--- Start Data provided ---

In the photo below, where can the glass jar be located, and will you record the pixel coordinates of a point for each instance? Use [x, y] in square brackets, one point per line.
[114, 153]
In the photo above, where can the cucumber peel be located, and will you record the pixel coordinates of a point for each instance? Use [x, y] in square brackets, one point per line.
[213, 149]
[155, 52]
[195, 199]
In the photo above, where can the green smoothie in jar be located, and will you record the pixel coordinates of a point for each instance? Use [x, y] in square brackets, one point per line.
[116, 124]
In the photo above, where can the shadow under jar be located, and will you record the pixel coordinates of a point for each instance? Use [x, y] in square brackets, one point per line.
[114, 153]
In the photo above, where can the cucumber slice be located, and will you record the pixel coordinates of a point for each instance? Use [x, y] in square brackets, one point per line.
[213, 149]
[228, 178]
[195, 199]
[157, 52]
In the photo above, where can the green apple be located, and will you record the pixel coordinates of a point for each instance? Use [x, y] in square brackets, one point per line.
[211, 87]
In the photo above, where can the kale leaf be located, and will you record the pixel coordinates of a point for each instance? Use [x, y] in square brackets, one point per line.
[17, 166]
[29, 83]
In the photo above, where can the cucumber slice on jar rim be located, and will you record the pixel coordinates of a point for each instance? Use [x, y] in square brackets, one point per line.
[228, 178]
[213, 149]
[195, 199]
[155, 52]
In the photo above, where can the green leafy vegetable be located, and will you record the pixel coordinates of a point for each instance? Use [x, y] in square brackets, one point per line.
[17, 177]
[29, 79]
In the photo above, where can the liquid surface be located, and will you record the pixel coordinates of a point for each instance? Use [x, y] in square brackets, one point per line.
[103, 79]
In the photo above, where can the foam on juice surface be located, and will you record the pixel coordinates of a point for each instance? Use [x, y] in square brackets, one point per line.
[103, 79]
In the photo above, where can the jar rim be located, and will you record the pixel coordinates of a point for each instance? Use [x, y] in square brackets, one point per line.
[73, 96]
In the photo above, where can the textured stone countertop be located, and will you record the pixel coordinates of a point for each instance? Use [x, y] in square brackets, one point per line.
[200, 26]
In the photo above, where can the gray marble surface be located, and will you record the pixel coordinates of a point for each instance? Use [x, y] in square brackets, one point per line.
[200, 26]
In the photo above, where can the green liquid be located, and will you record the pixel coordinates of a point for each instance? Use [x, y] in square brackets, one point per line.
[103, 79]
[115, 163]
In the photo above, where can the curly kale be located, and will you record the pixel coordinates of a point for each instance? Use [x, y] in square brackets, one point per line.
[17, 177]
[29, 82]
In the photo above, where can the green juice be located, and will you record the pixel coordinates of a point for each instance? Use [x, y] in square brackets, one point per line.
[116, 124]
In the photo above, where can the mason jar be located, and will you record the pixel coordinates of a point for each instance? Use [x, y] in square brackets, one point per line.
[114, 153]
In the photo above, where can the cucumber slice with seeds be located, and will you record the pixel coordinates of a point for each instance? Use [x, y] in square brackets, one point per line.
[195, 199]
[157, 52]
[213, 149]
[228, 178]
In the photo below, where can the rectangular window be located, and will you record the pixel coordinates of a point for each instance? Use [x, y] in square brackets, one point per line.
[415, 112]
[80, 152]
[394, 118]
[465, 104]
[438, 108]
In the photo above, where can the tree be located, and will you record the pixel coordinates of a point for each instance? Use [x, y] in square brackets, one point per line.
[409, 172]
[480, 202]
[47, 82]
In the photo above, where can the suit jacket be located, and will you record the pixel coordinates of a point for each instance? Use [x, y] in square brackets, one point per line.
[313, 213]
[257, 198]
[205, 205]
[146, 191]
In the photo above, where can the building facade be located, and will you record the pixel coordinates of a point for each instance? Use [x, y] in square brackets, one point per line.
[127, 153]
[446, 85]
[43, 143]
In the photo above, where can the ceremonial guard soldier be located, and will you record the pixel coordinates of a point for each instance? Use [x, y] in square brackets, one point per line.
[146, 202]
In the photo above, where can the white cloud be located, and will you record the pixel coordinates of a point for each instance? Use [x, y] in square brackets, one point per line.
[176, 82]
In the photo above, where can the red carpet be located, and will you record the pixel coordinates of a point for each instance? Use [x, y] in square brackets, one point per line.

--- End Data provided ---

**Prompt**
Please print, word for word, everything in the records above from the line containing "In the photo above, where can the ceremonial" down to the end of the records, including that first line.

**Output for this task**
In the photo above, where can the ceremonial guard soldier be located, and will you record the pixel coordinates of a point for each instance? Use [x, y] in square brackets, one point per line.
[146, 202]
In the photo above, where can the white cloud be located, and will you record the pixel coordinates of a point for each instance? Use [x, y] in square brackets, one point per line.
[176, 82]
In the photo above, where can the red carpet be located, and will you record the pixel coordinates of a point for each instance? Use [x, y] in square brackets, one point per line.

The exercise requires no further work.